Page extract:
********
According to researchers from Northwestern University's Feinberg School of Medicine, risks of blood clots forming are directly proportional to the length of surgeries. This means that those under the knife longer are at higher risks of developing blood clots compared to those who underwent shorter procedures.

Published in the journal JAMA Surgery, the study involved data from the National Surgical Quality Improvement Program of the American College of Surgeons. Researchers examined data available, focusing on associations between blood clots forming and the length of a surgery. Over 1.4 million patients were assessed for the study, all of whom underwent surgery between 2005 and 2011 across 315 hospitals in the United States.

A total of 13,809 patients who developed venous thromboembolisms (VTE) were discovered, while 10,198 experienced deep vein thrombosis and 4,772 developed pulmonary embolisms. Compared to surgery of average length, patients with the longest procedures experienced a 1.27-fold increase in risks of developing VTE.

"Minute by minute, hour by hour, the trend is much more pervasive and consistent than any of us believed it could be. It was true across all procedures, specialties and hospitals," said John Kim, M.D., Dermatology and Surgery-Plastic associate professor and the study's senior author.
********
Natural language region descriptions:
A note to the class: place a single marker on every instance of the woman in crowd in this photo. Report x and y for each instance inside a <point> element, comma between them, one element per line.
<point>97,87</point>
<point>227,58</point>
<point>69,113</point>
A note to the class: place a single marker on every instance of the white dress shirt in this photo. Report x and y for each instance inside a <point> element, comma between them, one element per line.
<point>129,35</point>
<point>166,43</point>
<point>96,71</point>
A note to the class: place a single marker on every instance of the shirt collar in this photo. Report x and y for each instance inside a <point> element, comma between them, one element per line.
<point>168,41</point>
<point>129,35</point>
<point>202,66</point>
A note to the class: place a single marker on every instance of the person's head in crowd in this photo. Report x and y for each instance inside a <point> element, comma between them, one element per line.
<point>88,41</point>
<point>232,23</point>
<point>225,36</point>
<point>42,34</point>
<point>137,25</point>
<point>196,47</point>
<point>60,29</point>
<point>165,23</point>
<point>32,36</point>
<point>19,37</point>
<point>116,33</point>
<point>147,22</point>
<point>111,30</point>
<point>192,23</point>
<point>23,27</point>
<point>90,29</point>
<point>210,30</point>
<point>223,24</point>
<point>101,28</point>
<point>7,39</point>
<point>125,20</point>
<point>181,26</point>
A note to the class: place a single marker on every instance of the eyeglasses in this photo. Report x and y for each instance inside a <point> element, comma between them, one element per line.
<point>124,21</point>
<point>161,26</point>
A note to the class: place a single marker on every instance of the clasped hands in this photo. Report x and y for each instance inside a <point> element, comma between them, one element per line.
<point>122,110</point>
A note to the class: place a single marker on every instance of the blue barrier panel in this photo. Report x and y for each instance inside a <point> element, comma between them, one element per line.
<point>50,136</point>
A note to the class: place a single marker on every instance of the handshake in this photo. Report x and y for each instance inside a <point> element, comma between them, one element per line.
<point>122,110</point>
********
Things to do:
[1] List each blood clot condition that the article on surgery length and blood clots reports, along with the number of patients given for it.
[2] In the article on surgery length and blood clots, how many hospitals did the assessed patients have their surgeries in?
[3] Continue the article on surgery length and blood clots from its last sentence.

Answers for the exercise:
[1]
- Venous thromboembolisms (VTE): 13,809 patients
- Deep vein thrombosis: 10,198 patients
- Pulmonary embolisms: 4,772 patients

[2] 315 hospitals in the United States.

[3]
Nima Khavanin, a third-year medical student and one of the co-authors of the study, explained that blood clots during surgery are a risk in the same way as they are on long plane rides. It's because if a person is not moving, their blood flow starts to slow down. With blood flow stunted, blood cells develop the tendency to clump together, forming a clot. This is what leads to fatal pulmonary embolisms.

In the most common surgical procedures, which include gastric bypass, appendix removal and gall bladder removal, each extra hour spent on surgery resulted in a between 18 and 26 percent increase in risks of developing blood clots. Patients who logged the longest surgery times increased their risks by 50 percent!

The researchers believe the study may have an effect on how surgeons plan their procedures, highlighting the need to better assess the practice of combining surgeries.

"If you know longer surgeries have a higher risk, depending on the variables, splitting up those surgeries may be the best option," said Kim.

Other authors include: David Mahvi, M.D.; Madeleine Gust; M. Christine Stock; Gildasio De Oliviera Jr., M.D.; Alexei Mlodinow; Robert McCarthy, PharmD; and Aksharananda Rambachan.